<<<<

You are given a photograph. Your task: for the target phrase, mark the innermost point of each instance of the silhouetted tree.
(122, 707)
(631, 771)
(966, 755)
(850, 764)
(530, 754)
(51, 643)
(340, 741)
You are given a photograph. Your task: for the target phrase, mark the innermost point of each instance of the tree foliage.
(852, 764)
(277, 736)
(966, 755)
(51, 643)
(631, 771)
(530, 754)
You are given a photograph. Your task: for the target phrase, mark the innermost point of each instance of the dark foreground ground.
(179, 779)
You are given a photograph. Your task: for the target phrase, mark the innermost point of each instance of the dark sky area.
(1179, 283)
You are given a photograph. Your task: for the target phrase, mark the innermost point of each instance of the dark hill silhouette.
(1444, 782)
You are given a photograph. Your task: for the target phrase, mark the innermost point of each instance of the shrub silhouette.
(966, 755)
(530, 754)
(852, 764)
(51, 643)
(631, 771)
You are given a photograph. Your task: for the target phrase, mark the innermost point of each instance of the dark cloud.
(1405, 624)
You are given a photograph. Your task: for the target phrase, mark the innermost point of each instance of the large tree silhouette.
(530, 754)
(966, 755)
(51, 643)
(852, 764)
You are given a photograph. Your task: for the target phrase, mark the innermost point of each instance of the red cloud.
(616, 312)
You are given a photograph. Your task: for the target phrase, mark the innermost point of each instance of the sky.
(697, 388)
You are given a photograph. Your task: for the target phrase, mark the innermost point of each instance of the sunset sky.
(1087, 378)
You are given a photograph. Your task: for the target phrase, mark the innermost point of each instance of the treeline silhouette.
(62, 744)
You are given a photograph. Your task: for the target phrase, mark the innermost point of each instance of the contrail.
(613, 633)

>>>>
<<<<

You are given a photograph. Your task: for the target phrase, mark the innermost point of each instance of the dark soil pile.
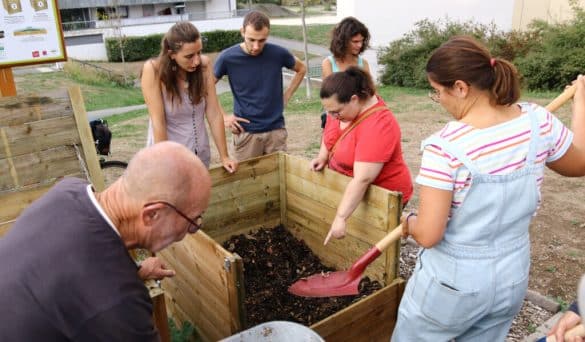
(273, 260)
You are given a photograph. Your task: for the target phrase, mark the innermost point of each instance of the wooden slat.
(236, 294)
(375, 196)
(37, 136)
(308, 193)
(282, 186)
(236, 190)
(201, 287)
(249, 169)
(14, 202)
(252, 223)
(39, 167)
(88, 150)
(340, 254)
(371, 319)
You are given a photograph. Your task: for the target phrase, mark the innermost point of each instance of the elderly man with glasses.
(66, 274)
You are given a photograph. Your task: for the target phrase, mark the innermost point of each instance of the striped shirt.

>>>>

§ **Short exercise**: Please pick out every line of the records above that contains the word "dark" and copy each one in full. Case counts, so match only that exact capitalization.

§ **Response to this task**:
You are given a photograph. Your task: for the target phrase, mark the innermost point of each instance of the dark foreground ground.
You are given a photograph. Your task: for the target phrase, mark the innermost point of each instance of the dark sky area.
You are given a photograph. Your task: for the target phrase, mark the innermost point of each instance of the dark hill silhouette.
You are given a photograph. Your task: for the target phrase, mark the innermost point of each instance of the dark cloud.
You are given a photograph. Your task: for the target phrase, mark the innermost point of each instance of the dark soil pile.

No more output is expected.